指定課題 1: 以下の教育費に関する文書によると、小学校から高校までを私立、大学を私立理系とした場合、教育費の合計はいくらになりますか。

文書抜粋:
*-*-*
子どもができるとどうしても気になってくるのが教育費の問題。今は「大学全入」とも言われ、教育に多額の費用が必要とされる時代でもあります。

実際のところ、教育費はどのくらい必要で、どう貯めていくのが良いのか。多くの親御さんが気になるテーマについて独立系ファイナンシャルプランナーであるのぞみさんにお伺いしました。

選ぶ進路で大きく変わる教育費

教育費の多くを占める学校の入学金や授業料は、選ぶ進路によって大きく変わります。小学校から高校まで公立、大学は国公立を選んだ場合は合計で約850万円。小学校から高校までを私立、大学は私立理系を選んだ場合は合計2,350万円。その差はなんと1,500万円にも。お子さんが選ぶ進路によって、準備する資金にも大きな差が出てきます。

進路別 教育費用の目安

教育資金に使える給付金・支援金

すべての教育費をご家庭で準備することが難しい場合は、国や行政からの給付金や支援金を利用することもできます。代表的なものを3つご紹介します。

■〈0歳〜中学校〉児童手当

お子さんの誕生から中学校を卒業するまでもらえる手当です。03歳未満は一律15,000円、3歳から小学校卒業までは10,000円(第3子以降は15,000円)、中学生は一律10,000円が支給されます。ただし所得制限があるので、詳しくは自治体HPなどでご確認ください。

仮に支給された児童手当を全て貯蓄することができると、総額で約200万円になります。これをそのまま教育資金に回すことができれば負担を減らすことができます。

■〈高校〉高等学校等就学支援金制度

高校に関しては国公私立問わず、授業料に充てるための支援金が用意されています。全日制であれば国立高校で115,000円、公立で118,000円。授業料が高い私立高校は、最大396,000円まで支給されます。

予定外の私立高校進学の場合でも、支援を受けることで授業料が実質無料になるので安心です。ただし、この制度も世帯年収の制限が設けられています。

■〈大学〜〉奨学金制度(高等教育の就学支援制度)

大学までに必要な教育資金を準備できなかった場合は、「高等教育の就学支援制度」を利用するという方法があります。この制度は、①授業料等減免と②給付型奨学金の2つが用意されています。

①は一定の要件を満たせば、各大学等が入学金と授業料を免除または減額してくれるというもの。②には返済不要の「給付型」と返済が必要な「貸与型」があります。貸与型には有利子と無利子の2種類があり、それぞれに世帯年収や学力などの要件が設けられています。

3つの貯め方別メリット&デメリット

教育資金は主に「預金」「保険」「投資」の3つの方法で準備することができます。それぞれのメリットとデメリットを見ていきましょう。

■預金

預金のメリットは、毎月貯める額によって何年後にいくらになるという見通しが立てやすいこと。さらにいつでも引き出せて、教育費以外の用途にも使用できることです。

デメリットは利率の低さとインフレリスク。ここ最近は物価上昇が進んでいます。これらの上昇分を現在の銀行利率ではカバーすることができません。これが預金の最大のデメリットです。

■保険

教育資金を目的とした保険商品の代表的なものが学資保険です。メリットは満期時の返戻金がある程度決まっているので、見通しが立てやすいこと。デメリットはやはり利率の低さと、途中で解約をすると元本割れをすること。つまり突然お金が必要になった時でも引き出しにくいので注意が必要です。
*-*-*
[データセットの行]
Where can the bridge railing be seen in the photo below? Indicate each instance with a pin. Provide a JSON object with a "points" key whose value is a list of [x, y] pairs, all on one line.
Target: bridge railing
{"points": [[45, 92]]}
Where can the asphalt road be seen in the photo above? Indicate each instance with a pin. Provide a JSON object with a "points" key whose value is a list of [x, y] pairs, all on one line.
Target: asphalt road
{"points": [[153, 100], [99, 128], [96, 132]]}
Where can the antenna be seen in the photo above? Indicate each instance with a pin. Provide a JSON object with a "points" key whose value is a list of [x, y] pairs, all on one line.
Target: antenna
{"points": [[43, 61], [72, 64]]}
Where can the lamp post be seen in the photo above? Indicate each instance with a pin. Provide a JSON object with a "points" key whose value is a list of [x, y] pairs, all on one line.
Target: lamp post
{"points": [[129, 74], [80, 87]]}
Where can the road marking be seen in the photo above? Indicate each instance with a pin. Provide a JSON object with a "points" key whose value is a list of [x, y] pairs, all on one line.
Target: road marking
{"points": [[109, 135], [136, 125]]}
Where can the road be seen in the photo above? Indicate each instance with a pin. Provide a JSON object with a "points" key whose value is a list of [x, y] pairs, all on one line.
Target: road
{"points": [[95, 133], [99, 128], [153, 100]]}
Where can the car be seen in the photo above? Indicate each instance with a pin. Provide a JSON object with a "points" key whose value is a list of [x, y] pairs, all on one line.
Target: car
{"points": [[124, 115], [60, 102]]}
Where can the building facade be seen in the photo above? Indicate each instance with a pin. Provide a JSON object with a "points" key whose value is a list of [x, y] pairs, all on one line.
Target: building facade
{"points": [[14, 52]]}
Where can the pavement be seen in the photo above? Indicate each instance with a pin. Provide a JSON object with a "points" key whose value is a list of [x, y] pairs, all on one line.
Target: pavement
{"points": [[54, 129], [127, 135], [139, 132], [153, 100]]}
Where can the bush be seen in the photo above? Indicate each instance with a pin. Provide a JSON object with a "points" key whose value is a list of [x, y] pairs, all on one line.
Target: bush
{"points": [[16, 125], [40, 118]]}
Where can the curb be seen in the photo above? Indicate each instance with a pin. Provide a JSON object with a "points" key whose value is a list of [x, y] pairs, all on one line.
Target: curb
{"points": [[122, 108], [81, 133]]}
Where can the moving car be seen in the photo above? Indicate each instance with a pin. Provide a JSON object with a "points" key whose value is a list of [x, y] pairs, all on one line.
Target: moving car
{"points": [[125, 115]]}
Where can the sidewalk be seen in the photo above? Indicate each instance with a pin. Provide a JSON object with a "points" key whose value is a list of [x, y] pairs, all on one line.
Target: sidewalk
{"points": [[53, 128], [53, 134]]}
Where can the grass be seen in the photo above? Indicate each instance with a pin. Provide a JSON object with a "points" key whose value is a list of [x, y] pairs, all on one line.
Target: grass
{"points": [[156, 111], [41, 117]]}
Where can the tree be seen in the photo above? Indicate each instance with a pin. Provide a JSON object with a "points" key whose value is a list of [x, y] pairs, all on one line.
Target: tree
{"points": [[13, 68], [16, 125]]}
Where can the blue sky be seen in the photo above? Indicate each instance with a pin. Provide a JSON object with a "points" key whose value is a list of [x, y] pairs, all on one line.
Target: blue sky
*-*-*
指定課題 2: 上記のリストについて、「Where can the grass」を含む行からリストの末尾までの範囲で「pin」を「marker」に置き換え、その他は一切変更せずに、その範囲のみを記してください。

出力全文 1: 合計2,350万円です。

出力全文 2:
Where can the grass be seen in the photo above? Indicate each instance with a marker. Provide a JSON object with a "points" key whose value is a list of [x, y] pairs, all on one line.
Target: grass
{"points": [[156, 111], [41, 117]]}
Where can the tree be seen in the photo above? Indicate each instance with a marker. Provide a JSON object with a "points" key whose value is a list of [x, y] pairs, all on one line.
Target: tree
{"points": [[13, 68], [16, 125]]}
Where can the blue sky be seen in the photo above? Indicate each instance with a marker. Provide a JSON object with a "points" key whose value is a list of [x, y] pairs, all on one line.
Target: blue sky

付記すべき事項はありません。